> _Objective_
Restate the listing below word for word, omitting any images.

□ □ □ □ □

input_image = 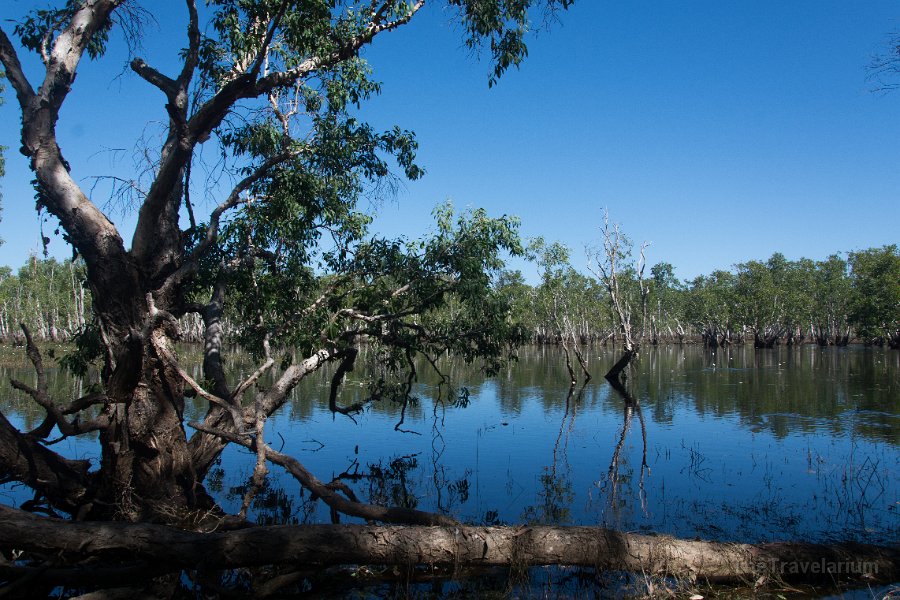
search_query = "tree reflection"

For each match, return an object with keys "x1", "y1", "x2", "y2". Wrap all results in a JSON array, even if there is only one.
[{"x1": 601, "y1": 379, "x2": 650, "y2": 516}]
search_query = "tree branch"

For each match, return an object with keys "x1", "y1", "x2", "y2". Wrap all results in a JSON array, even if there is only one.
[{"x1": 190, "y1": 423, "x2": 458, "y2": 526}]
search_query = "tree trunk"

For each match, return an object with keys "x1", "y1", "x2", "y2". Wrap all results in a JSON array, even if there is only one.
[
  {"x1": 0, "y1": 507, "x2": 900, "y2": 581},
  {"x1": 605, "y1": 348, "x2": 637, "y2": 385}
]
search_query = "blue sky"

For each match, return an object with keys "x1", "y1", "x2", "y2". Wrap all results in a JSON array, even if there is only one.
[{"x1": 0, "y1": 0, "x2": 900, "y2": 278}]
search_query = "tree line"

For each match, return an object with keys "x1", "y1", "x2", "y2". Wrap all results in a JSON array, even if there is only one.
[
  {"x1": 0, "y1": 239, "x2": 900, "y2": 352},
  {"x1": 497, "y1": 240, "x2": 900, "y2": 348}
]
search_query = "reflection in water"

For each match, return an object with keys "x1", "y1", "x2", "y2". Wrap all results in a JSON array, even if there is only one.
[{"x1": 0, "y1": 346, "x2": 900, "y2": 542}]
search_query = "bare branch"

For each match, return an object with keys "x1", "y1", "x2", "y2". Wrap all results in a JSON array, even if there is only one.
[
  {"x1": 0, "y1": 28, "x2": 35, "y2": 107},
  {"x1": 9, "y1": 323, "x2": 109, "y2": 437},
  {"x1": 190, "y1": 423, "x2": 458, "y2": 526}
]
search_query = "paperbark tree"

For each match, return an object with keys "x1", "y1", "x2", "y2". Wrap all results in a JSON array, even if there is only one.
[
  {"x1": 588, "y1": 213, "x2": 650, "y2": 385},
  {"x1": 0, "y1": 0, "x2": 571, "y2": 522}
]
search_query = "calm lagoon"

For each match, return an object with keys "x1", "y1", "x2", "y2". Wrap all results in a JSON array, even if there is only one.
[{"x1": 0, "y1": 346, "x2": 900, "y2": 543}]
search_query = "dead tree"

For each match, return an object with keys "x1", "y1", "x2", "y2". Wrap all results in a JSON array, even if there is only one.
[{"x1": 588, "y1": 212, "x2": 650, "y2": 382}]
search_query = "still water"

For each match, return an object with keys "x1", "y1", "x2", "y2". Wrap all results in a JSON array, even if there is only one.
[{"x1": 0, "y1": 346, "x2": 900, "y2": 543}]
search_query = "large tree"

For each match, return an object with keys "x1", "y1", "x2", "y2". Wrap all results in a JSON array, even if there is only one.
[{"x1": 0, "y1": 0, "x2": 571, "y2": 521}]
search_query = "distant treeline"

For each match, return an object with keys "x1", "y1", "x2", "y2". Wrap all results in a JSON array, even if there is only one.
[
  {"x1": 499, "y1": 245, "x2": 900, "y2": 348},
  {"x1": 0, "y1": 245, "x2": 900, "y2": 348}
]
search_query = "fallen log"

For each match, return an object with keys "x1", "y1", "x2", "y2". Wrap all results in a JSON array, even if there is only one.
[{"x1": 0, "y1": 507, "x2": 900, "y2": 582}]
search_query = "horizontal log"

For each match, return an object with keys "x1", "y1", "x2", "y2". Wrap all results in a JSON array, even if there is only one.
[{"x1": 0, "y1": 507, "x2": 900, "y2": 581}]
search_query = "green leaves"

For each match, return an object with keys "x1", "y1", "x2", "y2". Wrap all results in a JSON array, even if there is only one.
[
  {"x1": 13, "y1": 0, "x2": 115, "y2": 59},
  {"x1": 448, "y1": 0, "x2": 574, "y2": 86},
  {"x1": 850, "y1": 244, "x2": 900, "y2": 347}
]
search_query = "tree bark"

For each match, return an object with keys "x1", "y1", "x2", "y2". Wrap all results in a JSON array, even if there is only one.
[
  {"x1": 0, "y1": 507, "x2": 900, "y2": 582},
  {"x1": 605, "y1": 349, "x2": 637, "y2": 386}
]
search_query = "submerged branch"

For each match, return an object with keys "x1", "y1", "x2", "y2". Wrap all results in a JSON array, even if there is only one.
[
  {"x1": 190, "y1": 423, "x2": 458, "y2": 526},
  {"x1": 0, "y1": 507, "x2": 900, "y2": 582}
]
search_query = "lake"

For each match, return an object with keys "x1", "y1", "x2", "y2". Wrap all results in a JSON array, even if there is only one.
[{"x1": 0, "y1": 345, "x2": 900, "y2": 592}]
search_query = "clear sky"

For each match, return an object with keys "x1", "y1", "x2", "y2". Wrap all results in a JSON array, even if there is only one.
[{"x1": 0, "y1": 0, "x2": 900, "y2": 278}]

□ □ □ □ □

> _Task result_
input_image = 
search_query = "tree reflection"

For each match, return an object with keys "x1", "y1", "x2", "y2". Wrap all results in a JSON array, even if there is only one.
[{"x1": 601, "y1": 379, "x2": 650, "y2": 516}]
search_query = "tree branch"

For each match, return an object with keys "x1", "y1", "x2", "y2". Wrap all results in a JSON array, even if there is only one.
[{"x1": 190, "y1": 423, "x2": 458, "y2": 526}]
search_query = "tree trunk"

For each match, return an object with keys "x1", "y1", "x2", "y2". Wrap all results in a JSON array, even if there is only one.
[
  {"x1": 0, "y1": 507, "x2": 900, "y2": 581},
  {"x1": 605, "y1": 348, "x2": 637, "y2": 385}
]
search_query = "blue sky"

For each match, return an object with keys "x1", "y1", "x2", "y2". Wrap all results in a JSON array, even if there is only one.
[{"x1": 0, "y1": 0, "x2": 900, "y2": 278}]
search_query = "tree line"

For each match, return an object with keys "x1", "y1", "x2", "y2". Wrap all results in a JSON array, even if there is only one.
[
  {"x1": 0, "y1": 239, "x2": 900, "y2": 352},
  {"x1": 497, "y1": 240, "x2": 900, "y2": 348}
]
search_query = "reflection in water"

For each match, return an object with keys "x1", "y1", "x2", "y2". Wrap all results in a JSON array, even if there is only one.
[{"x1": 0, "y1": 346, "x2": 900, "y2": 542}]
search_query = "bare branch"

For each match, return an object with keys "x1", "y1", "x2", "y2". Wrap all results in a JSON array, even if there is only one.
[
  {"x1": 0, "y1": 28, "x2": 35, "y2": 107},
  {"x1": 9, "y1": 323, "x2": 109, "y2": 437},
  {"x1": 190, "y1": 423, "x2": 458, "y2": 526}
]
search_query = "paperbark tree"

For each match, return an object with keys "x1", "y1", "x2", "y2". Wrap all results in a JSON array, even if there is only one.
[
  {"x1": 588, "y1": 213, "x2": 650, "y2": 385},
  {"x1": 0, "y1": 0, "x2": 571, "y2": 522}
]
search_query = "calm lagoon"

For each match, return an object with keys "x1", "y1", "x2", "y2". Wrap all results in a JSON array, even if there is only one.
[{"x1": 0, "y1": 346, "x2": 900, "y2": 543}]
search_query = "dead tree"

For each match, return an object with keys "x1", "y1", "x2", "y2". Wrap all results in a JSON array, even if there is only one.
[{"x1": 588, "y1": 212, "x2": 650, "y2": 382}]
search_query = "still water"

For each match, return an object with keys "x1", "y1", "x2", "y2". Wrap all results in a JSON array, even if there is only one.
[{"x1": 0, "y1": 346, "x2": 900, "y2": 543}]
search_query = "large tree"

For each match, return an object with keys "x1", "y1", "x2", "y2". Wrap all results in a JSON array, even if there is only one.
[{"x1": 0, "y1": 0, "x2": 571, "y2": 521}]
search_query = "distant treeline"

For each match, return an object with keys "x1", "y1", "x2", "y2". Wrap all results in a JSON array, even if there is only one.
[
  {"x1": 499, "y1": 245, "x2": 900, "y2": 348},
  {"x1": 0, "y1": 245, "x2": 900, "y2": 348}
]
search_query = "fallen log"

For each match, return an object with keys "x1", "y1", "x2", "y2". Wrap all results in a JSON array, even if there is only one.
[{"x1": 0, "y1": 507, "x2": 900, "y2": 582}]
search_query = "horizontal log"

For each match, return an object with keys "x1", "y1", "x2", "y2". Wrap all results in a JSON array, even if there is only one.
[{"x1": 0, "y1": 507, "x2": 900, "y2": 581}]
search_query = "green leaves"

For each match, return an object with keys "x1", "y1", "x2", "y2". Wrap all results in a JSON array, even if there is only one.
[
  {"x1": 13, "y1": 0, "x2": 115, "y2": 59},
  {"x1": 448, "y1": 0, "x2": 574, "y2": 86},
  {"x1": 850, "y1": 244, "x2": 900, "y2": 347}
]
search_query = "tree bark"

For each match, return an object with keys "x1", "y1", "x2", "y2". Wrap all results in a JSON array, even if there is only one.
[
  {"x1": 0, "y1": 507, "x2": 900, "y2": 582},
  {"x1": 605, "y1": 349, "x2": 637, "y2": 386}
]
search_query = "submerged branch"

For each match, return an object with keys "x1", "y1", "x2", "y2". Wrap all results in a JSON array, even if there is only one.
[
  {"x1": 190, "y1": 423, "x2": 458, "y2": 526},
  {"x1": 0, "y1": 507, "x2": 900, "y2": 582}
]
search_query = "lake"

For each match, return an object with keys "x1", "y1", "x2", "y2". Wrap all results in a JSON array, even if there is only one.
[{"x1": 0, "y1": 345, "x2": 900, "y2": 592}]
search_query = "clear sky"

For each match, return an object with keys "x1", "y1", "x2", "y2". Wrap all results in a JSON array, even if there is only one.
[{"x1": 0, "y1": 0, "x2": 900, "y2": 278}]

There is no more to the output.